Provided text.

You know, there were always people.
I mean, I just remember her coming.
I was running Tiffany at the time and she came in to do a bit of shopping.
And by the time she left, Bond Street was packed because somebody had seen her going in there.
Imagine living your life like that from 19. But she did have a very keen sense, I think, of her own misery, which was perhaps due to her broken family. All sorts of things led up to her being the person she became. was so strong is that she managed to transfer that into acute understanding of the unhappiness
of others. So she turned a negative into a positive. And that is why she has such a remarkable
legacy.
What would you like to happen now?
I would like Mr. Bashir to be well enough to make a statement and to find to apologies to be dealt out i think the bbc needs
to be held to account there was a lot of subterfuge a lot of covering up um i feel particularly sorry
for the graphic designer who was treated so shabbily i think there's lots of apologies
and there needs to be a proper independent inquiry and then we all need to move on. We have a statement from the BBC and it says
that Martin Bashir is signed off work by his doctors. He's currently recovering from quadruple
heart bypass surgery and has significant complications from having contracted COVID-19
earlier in the year. And Director General Tim Davies says the BBC is taking this very seriously
and we want to get the truth.
We're in the process of commissioning a robust and independent investigation.
And the former Director General Tony Hall said, the focus of the original investigations was whether Princess Diana had been misled. He said this and any new issues raised will no doubt be
looked at by the BBC's new inquiry. Anita Rani, who was talking earlier to Rosa Monckton, good friend of Princess Diana.
Now, if you weren't around on Friday morning to listen live to Woman's Hour, that programme was
dominated rightly by a conversation about the victims of the serial killer Peter Sutcliffe. So
if that is something that interests you, Sutcliffe's death was announced first thing on Friday morning,
go to BBC Sounds and get that
Woman's Hour edition from Friday morning, where we put the victims at the very centre of that
conversation. Now, Stella Dadsey is best known for co-writing The Heart of the Race, Black Women's
Lives in Britain. That book came out initially in 1985. Her latest book is called A Kick in the Belly,
Women, Slavery and Resistance.
And in that, she tells the largely untold stories
of women of African descent who, over 400 years of slavery,
were transported across the Atlantic
to the sugar plantations of Jamaica and way, way beyond.
I asked her where the title A A Kick in the Belly, came from.
The title comes from a diary entry by an absentee planter
who's called Monk Lewis, and he had estates on Jamaica,
on both ends of the island, and he refers to having witnessed
black women being abused on both of his estates
and concludes that he's entitled to say that black women being abused on both of his estates and concludes that he's entitled to say
that black women are kicked in the belly from one end of the island to the other and I don't know
about you Jane but when I think about being kicked in the belly you know my response is to want to
hug myself because it really is the locus of our life cycle it's from everything from menstruation through to menopause. So to my mind, calling the book that was a way of showing
the assault that was made on enslaved black women.

Parts of the exercise.
A: According to the Woman's Hour transcript, in what year did The Heart of the Race first come out?
B: Proceed with the Woman's Hour transcript, starting after its last sentence.

Entries provided.
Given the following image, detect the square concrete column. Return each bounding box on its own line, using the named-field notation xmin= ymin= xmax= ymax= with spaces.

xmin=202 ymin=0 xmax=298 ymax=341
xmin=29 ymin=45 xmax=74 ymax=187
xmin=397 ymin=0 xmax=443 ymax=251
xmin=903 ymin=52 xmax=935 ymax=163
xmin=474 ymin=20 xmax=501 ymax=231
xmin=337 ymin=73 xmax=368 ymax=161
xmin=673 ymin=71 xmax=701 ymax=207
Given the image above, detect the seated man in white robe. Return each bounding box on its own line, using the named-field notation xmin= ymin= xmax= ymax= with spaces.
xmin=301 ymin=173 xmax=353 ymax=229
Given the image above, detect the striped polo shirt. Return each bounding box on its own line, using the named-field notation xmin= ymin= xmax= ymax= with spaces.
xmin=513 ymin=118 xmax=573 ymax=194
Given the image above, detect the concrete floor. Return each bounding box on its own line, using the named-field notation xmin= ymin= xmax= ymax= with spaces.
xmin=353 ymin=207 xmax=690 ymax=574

Set of answers.
A: 1985

B:
And the title worked well for me as a metaphor
for all the traumas that they experienced.
How long have you wanted to write this book for, Stella?
It started as an MA thesis. and I was very privileged in around 1985,
I think it was, to spend a year at SOAS doing postgraduate research and really immerse myself
in a year of trying to find all those invisible women. At the time I was simply focusing on women
in Jamaica and looking mainly at what was happening on the plantations.
And it always seemed to me that it was a story that should be told more widely.
So it was on my to do list when I when I retired. It was one of the things I wanted to do.
You write, and I think this is really important, about African women before the ships started to take the people away. That's very
important to you, isn't it? Yes, it is. It is important. I think, you know, the context is that
we're often presented with an image of women who arrive naked with nothing but themselves to
address the horrors that they were going to encounter. But actually,
if you think about Africa, the continent that they came from, it was a huge mixture of societies
at different stages of development, some huge empires, some, you know, isolated tribal communities.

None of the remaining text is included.